WHAT THE EXERCISE ASKS: Copy, exactly and without additions, every line in the records below from the one holding "140L327 144H318L319 157L333" through the one holding "negative clicks: (598, 366)", both ends included.

(Collected data)
^^^^
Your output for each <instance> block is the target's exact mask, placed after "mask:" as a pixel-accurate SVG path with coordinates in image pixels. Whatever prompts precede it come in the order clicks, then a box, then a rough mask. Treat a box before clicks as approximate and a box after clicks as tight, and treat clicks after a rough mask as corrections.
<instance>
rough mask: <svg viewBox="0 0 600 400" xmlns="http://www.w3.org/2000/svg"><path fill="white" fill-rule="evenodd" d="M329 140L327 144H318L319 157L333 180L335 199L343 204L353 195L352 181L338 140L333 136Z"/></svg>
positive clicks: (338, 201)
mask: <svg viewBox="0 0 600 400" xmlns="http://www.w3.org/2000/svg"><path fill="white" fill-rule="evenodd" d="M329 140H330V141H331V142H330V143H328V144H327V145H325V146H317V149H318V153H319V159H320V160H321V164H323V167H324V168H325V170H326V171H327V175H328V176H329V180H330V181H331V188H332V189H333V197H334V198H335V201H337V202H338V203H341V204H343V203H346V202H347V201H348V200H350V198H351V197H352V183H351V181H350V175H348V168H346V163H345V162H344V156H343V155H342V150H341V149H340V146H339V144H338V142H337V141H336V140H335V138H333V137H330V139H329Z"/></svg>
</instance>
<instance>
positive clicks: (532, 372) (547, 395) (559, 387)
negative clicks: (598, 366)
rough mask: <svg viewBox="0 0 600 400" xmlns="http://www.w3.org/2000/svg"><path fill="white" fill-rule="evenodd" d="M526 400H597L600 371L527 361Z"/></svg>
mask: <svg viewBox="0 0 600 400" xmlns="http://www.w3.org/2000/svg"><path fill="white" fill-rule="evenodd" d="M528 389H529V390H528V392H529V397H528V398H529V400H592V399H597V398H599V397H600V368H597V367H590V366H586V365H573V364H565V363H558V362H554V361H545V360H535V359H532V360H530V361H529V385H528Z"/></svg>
^^^^
TASK ANSWER:
rough mask: <svg viewBox="0 0 600 400" xmlns="http://www.w3.org/2000/svg"><path fill="white" fill-rule="evenodd" d="M329 140L327 144H318L319 157L333 180L335 199L343 204L353 195L352 181L338 140L333 136Z"/></svg>
positive clicks: (338, 201)
mask: <svg viewBox="0 0 600 400" xmlns="http://www.w3.org/2000/svg"><path fill="white" fill-rule="evenodd" d="M329 140H330V141H331V142H330V143H328V144H327V145H325V146H317V149H318V153H319V159H320V160H321V164H323V167H324V168H325V170H326V171H327V175H328V176H329V180H330V181H331V188H332V189H333V197H334V198H335V201H337V202H338V203H341V204H343V203H346V202H347V201H348V200H350V198H351V197H352V183H351V181H350V175H348V168H346V163H345V162H344V156H343V155H342V150H341V149H340V146H339V144H338V142H337V141H336V140H335V138H333V137H330V139H329Z"/></svg>
</instance>
<instance>
positive clicks: (532, 372) (547, 395) (559, 387)
negative clicks: (598, 366)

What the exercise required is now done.